Each line of the records that follow must come back exactly, with pictures skipped.
+---+
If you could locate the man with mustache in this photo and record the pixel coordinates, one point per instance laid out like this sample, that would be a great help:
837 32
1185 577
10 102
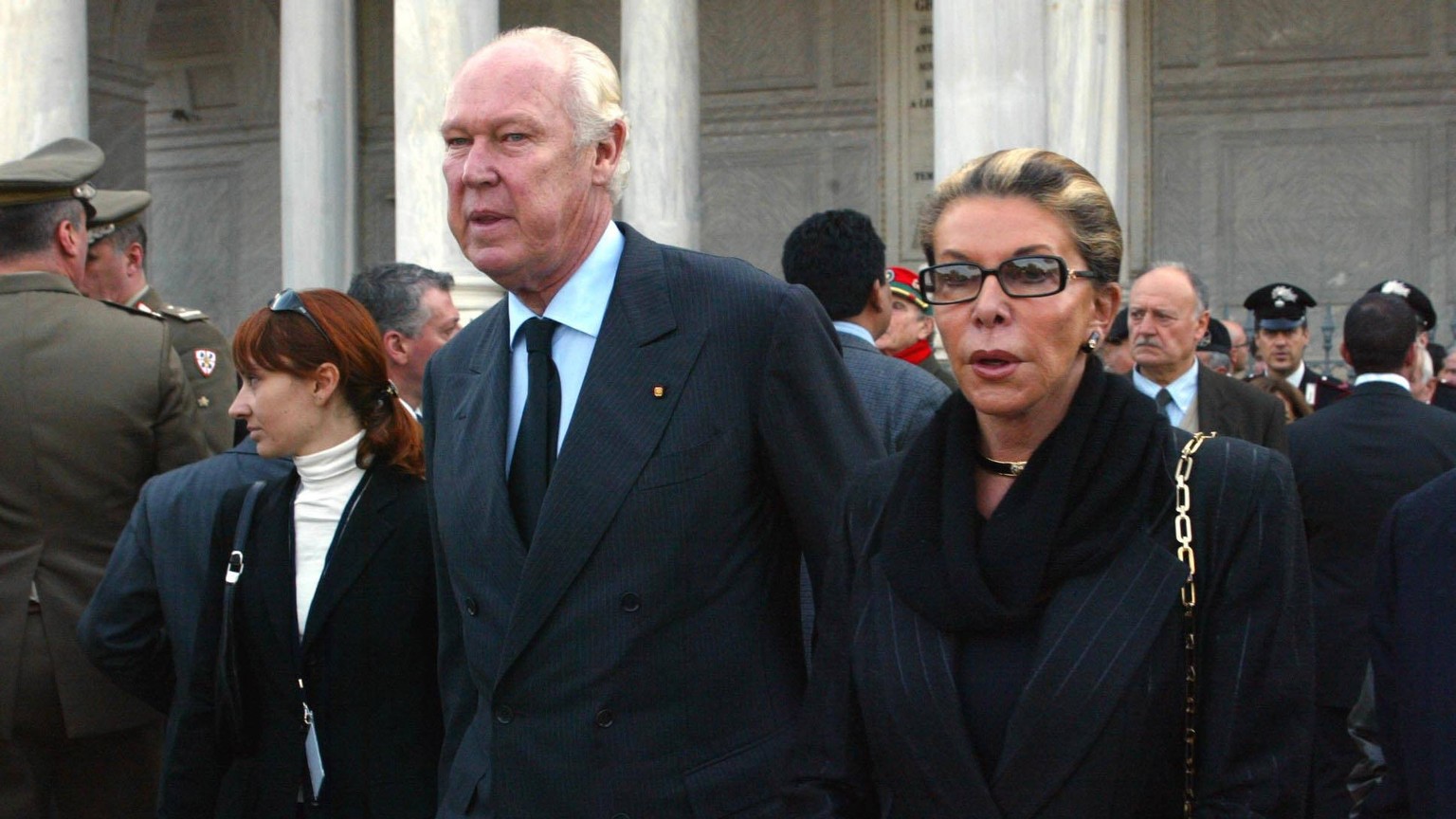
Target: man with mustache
1167 317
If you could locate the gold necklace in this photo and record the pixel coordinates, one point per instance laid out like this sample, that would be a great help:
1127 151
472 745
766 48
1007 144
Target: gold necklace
1004 468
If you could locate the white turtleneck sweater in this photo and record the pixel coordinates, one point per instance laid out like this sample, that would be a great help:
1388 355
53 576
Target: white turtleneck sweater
326 480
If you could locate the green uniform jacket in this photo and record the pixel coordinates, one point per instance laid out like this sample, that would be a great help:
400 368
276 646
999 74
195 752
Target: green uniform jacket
92 404
207 358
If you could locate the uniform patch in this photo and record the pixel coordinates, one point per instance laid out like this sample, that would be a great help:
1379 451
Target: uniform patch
206 362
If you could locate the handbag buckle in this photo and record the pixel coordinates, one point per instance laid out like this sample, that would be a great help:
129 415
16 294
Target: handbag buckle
235 567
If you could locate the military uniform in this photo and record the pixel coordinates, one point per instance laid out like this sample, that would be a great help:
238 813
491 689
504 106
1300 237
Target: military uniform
201 347
92 404
207 360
+---+
#### Response box:
If you could locate the man with mustache in this photo and record the pixel coordinates, one point per instance laid out like this sample, that would be a great help:
837 32
1185 577
10 102
Target: man with mustache
1167 317
If you could locate the gold necklace in this photo and record the pixel coordinates, one point per instance laid out like this sample, that would be a great help:
1127 151
472 745
766 48
1007 144
Target: gold necklace
1004 468
If you could locate the white turtleneck sweater in this photo and record the pixel coordinates, one point per instance laid out like this sample, that would be a great help:
1388 355
53 576
Target: white turtleneck sweater
326 480
If you could locate the green uniform jacket in this photo and record the pixel coordinates, one point per instance laid out like this sample, that would be a great help:
400 368
276 646
999 74
195 752
Target: green uniform jacket
92 404
207 358
If you could locate the uniform patch in this photo and record the pixel coordinates, one point per instance laid out like this sample, that would be a great help:
1379 451
Target: uniform patch
206 362
If you could locate the handbag buckle in this photo and record the pixel coordinates, one point per instance laid out like this sample, that would be a great help:
129 415
16 294
Target: handbag buckle
235 567
If you could locate the military uniform in this photo and record the pixel coordinates, one point per instance laid out like this sample, that would be a great help:
238 813
491 689
504 106
1300 237
Target: military uniform
201 347
92 404
207 360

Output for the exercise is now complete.